**Working data**:
_ _ _ _ _ _ _

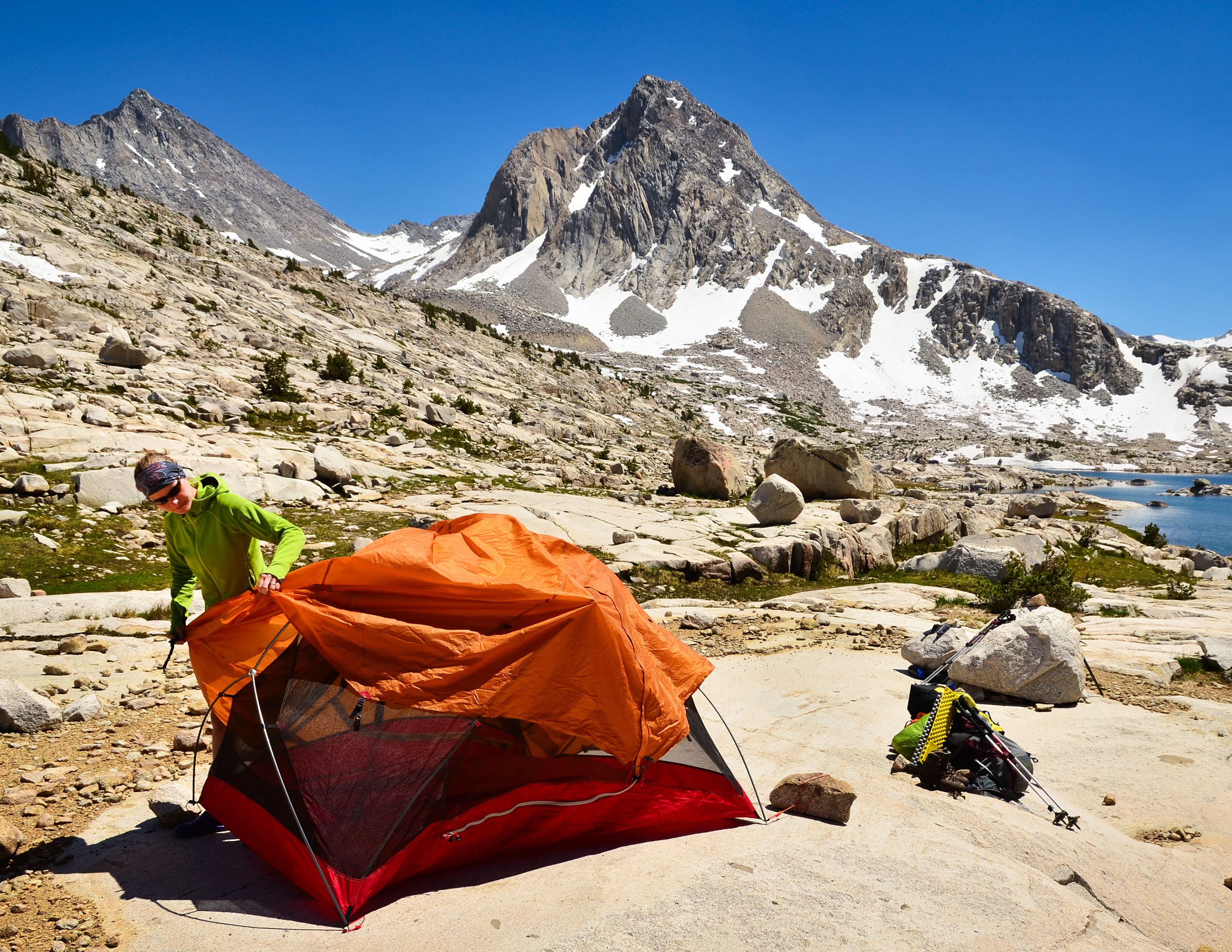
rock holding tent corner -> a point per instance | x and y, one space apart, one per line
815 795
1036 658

_ _ _ _ _ _ _

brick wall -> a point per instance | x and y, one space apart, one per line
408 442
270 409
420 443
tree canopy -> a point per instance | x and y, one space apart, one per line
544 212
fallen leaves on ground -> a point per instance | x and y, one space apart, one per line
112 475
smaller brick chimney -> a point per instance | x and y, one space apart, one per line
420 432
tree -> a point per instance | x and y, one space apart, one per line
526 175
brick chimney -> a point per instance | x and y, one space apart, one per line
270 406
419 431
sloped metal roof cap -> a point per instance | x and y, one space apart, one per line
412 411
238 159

_ _ _ _ _ _ _

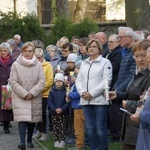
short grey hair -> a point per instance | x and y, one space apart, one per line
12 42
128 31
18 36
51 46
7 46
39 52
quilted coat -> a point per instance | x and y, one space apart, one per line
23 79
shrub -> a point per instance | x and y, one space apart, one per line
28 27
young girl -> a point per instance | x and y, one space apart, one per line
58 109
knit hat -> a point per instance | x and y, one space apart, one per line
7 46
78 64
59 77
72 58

_ _ _ _ _ _ _

**Problem description**: Return every line of the material above that contains the word "chimney", copying each such line in full.

**Task output**:
smaller brick chimney -> a point per instance | x and y, one space apart, one per line
brick chimney -> a point per instance | x and y, one space apart, one per line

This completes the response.